(Collected data)
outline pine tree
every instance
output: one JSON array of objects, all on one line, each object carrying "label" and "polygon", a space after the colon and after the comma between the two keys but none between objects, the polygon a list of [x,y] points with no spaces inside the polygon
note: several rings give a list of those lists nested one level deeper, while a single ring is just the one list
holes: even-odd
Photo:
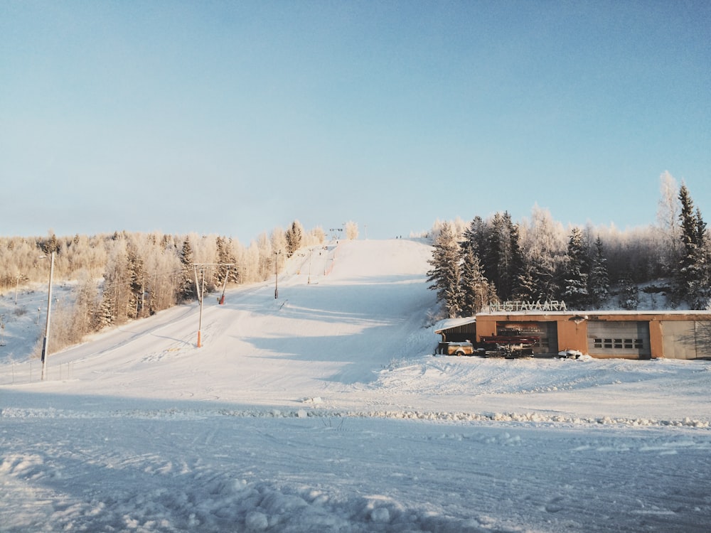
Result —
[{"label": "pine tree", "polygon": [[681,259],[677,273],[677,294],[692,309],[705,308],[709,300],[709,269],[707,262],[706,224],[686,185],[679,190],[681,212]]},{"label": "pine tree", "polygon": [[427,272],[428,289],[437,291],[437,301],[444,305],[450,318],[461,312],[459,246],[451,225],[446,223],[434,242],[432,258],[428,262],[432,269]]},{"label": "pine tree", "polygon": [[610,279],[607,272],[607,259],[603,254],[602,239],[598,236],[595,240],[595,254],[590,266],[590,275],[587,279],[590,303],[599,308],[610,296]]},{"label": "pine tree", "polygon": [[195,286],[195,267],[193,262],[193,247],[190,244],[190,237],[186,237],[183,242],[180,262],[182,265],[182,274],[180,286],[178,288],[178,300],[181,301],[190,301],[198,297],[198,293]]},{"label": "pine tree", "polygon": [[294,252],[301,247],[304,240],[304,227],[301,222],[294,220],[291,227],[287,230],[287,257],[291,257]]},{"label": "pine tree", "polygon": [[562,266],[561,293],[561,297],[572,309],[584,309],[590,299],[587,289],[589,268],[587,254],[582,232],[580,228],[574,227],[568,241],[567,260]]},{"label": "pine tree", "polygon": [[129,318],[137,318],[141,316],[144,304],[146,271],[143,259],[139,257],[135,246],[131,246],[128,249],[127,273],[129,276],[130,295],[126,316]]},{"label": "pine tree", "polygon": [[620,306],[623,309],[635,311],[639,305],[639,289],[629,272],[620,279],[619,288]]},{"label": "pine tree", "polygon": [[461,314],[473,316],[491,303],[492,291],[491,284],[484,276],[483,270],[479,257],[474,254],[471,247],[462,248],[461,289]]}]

:: Problem description ::
Set down every record once more, word for word, without pictures.

:: Answer to the task ::
outline pine tree
every instance
output: one JSON array of objects, all on one line, each object carrying "label" and "polygon", a space after the colon and after the comma between the two keys but none between objects, the polygon a list of [x,y] points with no spaces inside the polygon
note: several rings give a list of those lists nested one level deeper, while a single ring is just the one list
holes: even-odd
Photo:
Result —
[{"label": "pine tree", "polygon": [[681,259],[677,273],[677,294],[692,309],[705,308],[709,300],[709,269],[707,262],[706,224],[686,185],[679,190],[681,212]]},{"label": "pine tree", "polygon": [[427,272],[428,289],[437,291],[437,301],[444,305],[450,318],[461,312],[459,246],[451,225],[446,223],[434,242],[432,258],[428,262],[432,269]]},{"label": "pine tree", "polygon": [[610,279],[607,272],[607,259],[603,254],[602,239],[598,236],[595,240],[595,254],[590,266],[590,275],[587,279],[590,303],[599,308],[610,296]]},{"label": "pine tree", "polygon": [[195,286],[195,267],[193,262],[193,247],[190,244],[190,237],[186,237],[183,242],[180,262],[182,265],[182,274],[180,286],[178,288],[178,300],[181,301],[190,301],[198,297],[198,293]]},{"label": "pine tree", "polygon": [[294,252],[301,247],[304,240],[304,227],[301,222],[294,220],[291,227],[287,230],[287,257],[291,257]]},{"label": "pine tree", "polygon": [[562,266],[561,293],[561,297],[572,309],[584,309],[590,299],[587,289],[589,268],[587,254],[582,232],[580,228],[574,227],[568,241],[567,260]]},{"label": "pine tree", "polygon": [[129,318],[137,318],[141,316],[144,304],[146,271],[143,259],[139,257],[135,246],[131,246],[128,249],[127,273],[129,276],[130,295],[126,316]]},{"label": "pine tree", "polygon": [[620,306],[623,309],[635,311],[639,305],[639,289],[629,272],[620,279],[619,288]]},{"label": "pine tree", "polygon": [[461,314],[473,316],[491,303],[492,291],[491,284],[484,276],[483,270],[479,257],[474,254],[471,247],[462,248],[461,289]]}]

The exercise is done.